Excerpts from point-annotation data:
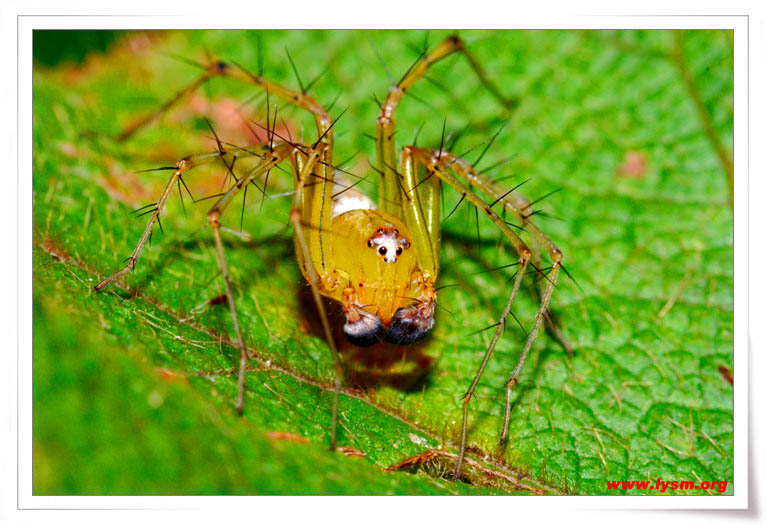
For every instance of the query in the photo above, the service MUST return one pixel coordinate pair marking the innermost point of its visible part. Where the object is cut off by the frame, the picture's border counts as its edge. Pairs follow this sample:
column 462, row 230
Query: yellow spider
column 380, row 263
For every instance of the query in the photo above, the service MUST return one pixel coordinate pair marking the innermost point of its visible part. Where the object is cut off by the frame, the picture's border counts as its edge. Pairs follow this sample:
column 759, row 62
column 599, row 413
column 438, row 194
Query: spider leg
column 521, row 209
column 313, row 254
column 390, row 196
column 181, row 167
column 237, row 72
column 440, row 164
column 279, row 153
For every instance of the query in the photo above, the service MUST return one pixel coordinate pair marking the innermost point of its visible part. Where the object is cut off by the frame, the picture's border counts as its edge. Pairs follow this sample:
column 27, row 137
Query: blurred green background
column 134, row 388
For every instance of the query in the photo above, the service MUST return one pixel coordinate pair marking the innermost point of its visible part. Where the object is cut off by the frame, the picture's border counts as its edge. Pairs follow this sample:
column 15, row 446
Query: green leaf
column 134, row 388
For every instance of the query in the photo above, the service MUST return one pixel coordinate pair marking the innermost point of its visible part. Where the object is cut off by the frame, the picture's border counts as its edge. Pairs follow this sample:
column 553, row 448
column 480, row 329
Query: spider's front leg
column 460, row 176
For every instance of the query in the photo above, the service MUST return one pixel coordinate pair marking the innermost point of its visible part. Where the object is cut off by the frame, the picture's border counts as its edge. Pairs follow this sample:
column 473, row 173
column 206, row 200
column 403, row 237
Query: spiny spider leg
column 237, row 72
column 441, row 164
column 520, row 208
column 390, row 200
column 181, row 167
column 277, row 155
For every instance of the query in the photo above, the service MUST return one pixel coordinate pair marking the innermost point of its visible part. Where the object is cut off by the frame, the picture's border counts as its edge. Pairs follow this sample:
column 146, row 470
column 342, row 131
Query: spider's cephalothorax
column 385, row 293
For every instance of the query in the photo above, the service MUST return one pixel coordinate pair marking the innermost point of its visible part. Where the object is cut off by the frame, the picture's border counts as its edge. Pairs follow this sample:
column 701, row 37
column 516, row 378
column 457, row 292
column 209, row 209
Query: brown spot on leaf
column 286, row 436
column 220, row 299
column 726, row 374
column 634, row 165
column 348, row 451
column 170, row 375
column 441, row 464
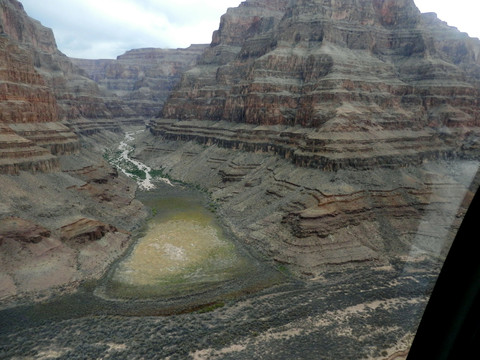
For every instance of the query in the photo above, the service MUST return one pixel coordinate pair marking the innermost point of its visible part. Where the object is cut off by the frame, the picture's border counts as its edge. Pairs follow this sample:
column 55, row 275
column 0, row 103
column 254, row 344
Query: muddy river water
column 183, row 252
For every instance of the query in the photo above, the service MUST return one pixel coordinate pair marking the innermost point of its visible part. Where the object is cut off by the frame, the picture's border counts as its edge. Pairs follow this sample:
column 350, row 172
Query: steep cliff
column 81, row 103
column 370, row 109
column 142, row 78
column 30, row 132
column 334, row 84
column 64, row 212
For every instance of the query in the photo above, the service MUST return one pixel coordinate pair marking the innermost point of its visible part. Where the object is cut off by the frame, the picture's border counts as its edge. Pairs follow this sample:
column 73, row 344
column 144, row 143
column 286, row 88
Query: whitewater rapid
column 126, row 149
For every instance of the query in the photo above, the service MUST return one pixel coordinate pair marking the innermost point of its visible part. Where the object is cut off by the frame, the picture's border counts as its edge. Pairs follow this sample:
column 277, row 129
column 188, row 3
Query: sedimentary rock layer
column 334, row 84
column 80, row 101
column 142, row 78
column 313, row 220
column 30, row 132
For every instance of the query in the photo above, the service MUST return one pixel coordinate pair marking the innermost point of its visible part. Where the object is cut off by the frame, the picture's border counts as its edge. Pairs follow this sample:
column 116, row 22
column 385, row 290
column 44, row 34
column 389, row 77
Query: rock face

Requirement | Please reproduce all the entries above verbatim, leaving the pictures out.

Solution |
For every instance of the query in the photo above, the service MUST return one pixel coordinate pair marking the innermost point of its visible part. Where the object is cut off by the frame, the picture's border counts as its edge. Pairs follow this sample:
column 462, row 230
Query: yellow spider
column 380, row 263
For every instance of the query in the photo above, the service MUST return one pixel coordinate pair marking the innermost point of its visible part. Where the object is cut off by the frame, the picture's border counts as its edge. Pairs follow this sample:
column 759, row 62
column 599, row 413
column 438, row 194
Query: spider leg
column 521, row 209
column 313, row 254
column 390, row 196
column 181, row 167
column 237, row 72
column 440, row 164
column 279, row 153
For every instance of the query in the photo above, the service MUST return one pixel coordinate pair marking the innermost point of its visible part. Where the object is cut off by the frame, the picture's border counts as its edge. Pairs follow this sample:
column 27, row 137
Query: blurred green background
column 134, row 388
For every instance of the query in the photo above, the service MUST return one pixel coordinate pair marking the innermost point of its visible part. Where the object is cut off by the frame, the picture's border counts as its edge. Pairs follow this sample:
column 15, row 446
Query: green leaf
column 134, row 388
For every instance of the query in the photo above, the service MUST return one pixel coordinate pair marking the innermost point of its visible part. Where the object is cut off by the frame, the picture's border counts as its edge. Pairs follow this sample:
column 553, row 448
column 480, row 329
Query: spider's front leg
column 460, row 176
For every instance of the query in the photo above, the service MUST return one pixel coordinate pair marking the innermost point of its visible part. Where the object is cut off by the frame, the picture's border counts as its edge. Pairs follow this sample:
column 473, row 173
column 206, row 200
column 403, row 237
Query: spiny spider leg
column 237, row 72
column 441, row 164
column 520, row 208
column 390, row 200
column 181, row 167
column 277, row 155
For every instance of the query in the photo above, the service MUST return one pixel coordinate pair marking the innermost point of its visible part. Where the object is cut off by the frame, the picture's border counts as its edge. Pairs follow this sample:
column 146, row 470
column 342, row 131
Query: spider's cephalothorax
column 385, row 293
For every instance of the query in the photo above, the service MUST return one pixel coordinate pair marking the innermost point of its visible part. Where the object is cut off by the frame, the picture's border counts as its edge. Pairs follow this sample:
column 701, row 37
column 516, row 378
column 457, row 292
column 209, row 209
Query: brown spot on leaf
column 286, row 436
column 220, row 299
column 726, row 374
column 634, row 165
column 348, row 451
column 170, row 375
column 441, row 464
For every instance of the query in the photo above, the service MUST return one pixel coordinate pair marking the innermost point of its visible part. Where the object is cut off by the frame, the picture's border counts as its edge. Pairs follow this sample:
column 55, row 275
column 0, row 103
column 254, row 344
Query: muddy river water
column 183, row 252
For every instance of the query in the photo above, the service MUST return one pixel coordinate pair marking the innermost point of its visible part. Where the object is cut off by the frame, the picture's border counts as its edge. Pairs follow this sample:
column 350, row 172
Query: steep cliff
column 81, row 103
column 370, row 109
column 142, row 78
column 30, row 132
column 334, row 84
column 64, row 212
For every instance of the query in the photo above, the service MUST return one pixel coordinate pair marking the innermost point of its visible part. Where the object is cut off by the frame, the picture's border counts as its edge. Pairs follow this sample:
column 73, row 344
column 144, row 143
column 286, row 88
Query: whitewater rapid
column 126, row 149
For every instance of the query in the photo above, the service MUST return one pixel coordinate pair marking the innermost point of its visible part. Where the object is cut off by the frame, the picture's border counts as its edge. Pairs follow this sample:
column 277, row 129
column 188, row 3
Query: sedimentary rock layer
column 334, row 84
column 80, row 101
column 142, row 78
column 313, row 220
column 30, row 132
For every instance of the query in the photo above, the service MUST return one pixel coordinate pair marking the innermost point of its visible part. Where the object is cut off by the frame, the picture's border counts as its edge. Pairs follow this sample:
column 116, row 22
column 385, row 290
column 44, row 34
column 389, row 77
Query: rock face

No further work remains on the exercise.